Stored data entries:
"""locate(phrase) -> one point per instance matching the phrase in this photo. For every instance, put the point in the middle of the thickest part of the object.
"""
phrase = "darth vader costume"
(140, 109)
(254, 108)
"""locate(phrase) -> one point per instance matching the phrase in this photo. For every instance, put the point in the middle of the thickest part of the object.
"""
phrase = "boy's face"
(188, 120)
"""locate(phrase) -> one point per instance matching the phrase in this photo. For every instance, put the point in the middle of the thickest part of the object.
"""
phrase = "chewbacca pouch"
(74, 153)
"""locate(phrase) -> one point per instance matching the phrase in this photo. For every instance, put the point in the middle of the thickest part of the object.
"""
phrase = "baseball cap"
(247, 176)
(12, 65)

### Task requirements
A reply that repeats all the data exactly is required.

### Answer box
"""locate(phrase) -> one point per instance matching the phrase in this photo. For every instance, put the point in the middle of the thickest part of the object.
"""
phrase = "darth vader costume"
(140, 109)
(254, 108)
"""locate(phrase) -> one point per instance matching the phrase in this photo. For every instance, put the point in the middle of the thickest part of the object.
"""
phrase = "boy's face"
(188, 120)
"""locate(phrase) -> one point per instance matching the phrase in this photo. For every instance, put the point in the middle of the thickest part of the object.
"""
phrase = "chewbacca pouch"
(74, 153)
"""locate(phrase) -> one point per instance matching the phrase in this photo. For every instance, put the point in the middle of the thickest part of the object.
"""
phrase = "baseball cap"
(247, 176)
(12, 65)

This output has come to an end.